*** Provided material Section Begins ***

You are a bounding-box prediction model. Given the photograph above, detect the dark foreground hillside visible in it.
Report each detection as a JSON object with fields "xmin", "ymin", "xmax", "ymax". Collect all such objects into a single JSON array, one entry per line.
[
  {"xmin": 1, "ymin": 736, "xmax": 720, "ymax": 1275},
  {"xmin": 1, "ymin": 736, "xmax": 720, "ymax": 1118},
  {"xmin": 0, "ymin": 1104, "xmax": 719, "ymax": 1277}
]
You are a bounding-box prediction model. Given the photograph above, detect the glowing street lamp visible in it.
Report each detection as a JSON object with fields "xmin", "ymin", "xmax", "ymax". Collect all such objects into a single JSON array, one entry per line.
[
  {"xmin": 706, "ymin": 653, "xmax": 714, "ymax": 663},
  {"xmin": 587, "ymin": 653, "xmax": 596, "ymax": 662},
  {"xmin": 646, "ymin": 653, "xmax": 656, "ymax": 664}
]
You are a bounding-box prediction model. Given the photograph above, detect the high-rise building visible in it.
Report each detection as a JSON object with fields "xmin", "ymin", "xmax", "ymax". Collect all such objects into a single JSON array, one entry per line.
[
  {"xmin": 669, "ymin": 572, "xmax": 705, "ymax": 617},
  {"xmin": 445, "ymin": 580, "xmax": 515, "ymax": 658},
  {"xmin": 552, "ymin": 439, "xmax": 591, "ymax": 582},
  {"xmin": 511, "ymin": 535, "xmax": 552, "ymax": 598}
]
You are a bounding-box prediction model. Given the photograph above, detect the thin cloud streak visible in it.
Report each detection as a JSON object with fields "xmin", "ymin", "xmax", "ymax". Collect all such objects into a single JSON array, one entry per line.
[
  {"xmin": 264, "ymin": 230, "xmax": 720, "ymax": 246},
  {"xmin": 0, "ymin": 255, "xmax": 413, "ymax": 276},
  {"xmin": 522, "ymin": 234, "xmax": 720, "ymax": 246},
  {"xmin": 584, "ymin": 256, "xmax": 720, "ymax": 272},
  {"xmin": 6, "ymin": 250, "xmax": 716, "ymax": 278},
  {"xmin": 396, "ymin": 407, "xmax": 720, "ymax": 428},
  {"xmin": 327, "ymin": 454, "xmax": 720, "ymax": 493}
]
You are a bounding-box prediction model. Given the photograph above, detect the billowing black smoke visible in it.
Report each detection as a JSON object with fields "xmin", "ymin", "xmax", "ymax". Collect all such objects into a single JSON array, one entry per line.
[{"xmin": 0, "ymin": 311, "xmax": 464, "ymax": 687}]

*** Provided material Section Ends ***

Task goal
Please retype the data exactly as it stands, from its first line down to the line that contains "building visible in it.", then stop.

Answer for this exercise
You are a bounding-box prediction model. Given the photograph above, detect the dark foreground hillside visible in it.
Report each detection as a JSON object with fields "xmin", "ymin", "xmax", "ymax". Collect all such objects into a single JSON array, one entry per line.
[
  {"xmin": 1, "ymin": 736, "xmax": 720, "ymax": 1275},
  {"xmin": 1, "ymin": 736, "xmax": 720, "ymax": 1118},
  {"xmin": 0, "ymin": 1104, "xmax": 719, "ymax": 1277}
]
You are a bounding-box prediction model. Given the photograph above, detect the glowing street lamp visible in it.
Report each detection as a JSON object with fields "xmin", "ymin", "xmax", "ymax". Collect all such objects into a single JSON array, one entry per line.
[
  {"xmin": 706, "ymin": 653, "xmax": 714, "ymax": 663},
  {"xmin": 587, "ymin": 653, "xmax": 596, "ymax": 662},
  {"xmin": 646, "ymin": 653, "xmax": 656, "ymax": 664}
]
You are a bounding-box prediction model. Given the photograph above, detect the high-rise building visible in it.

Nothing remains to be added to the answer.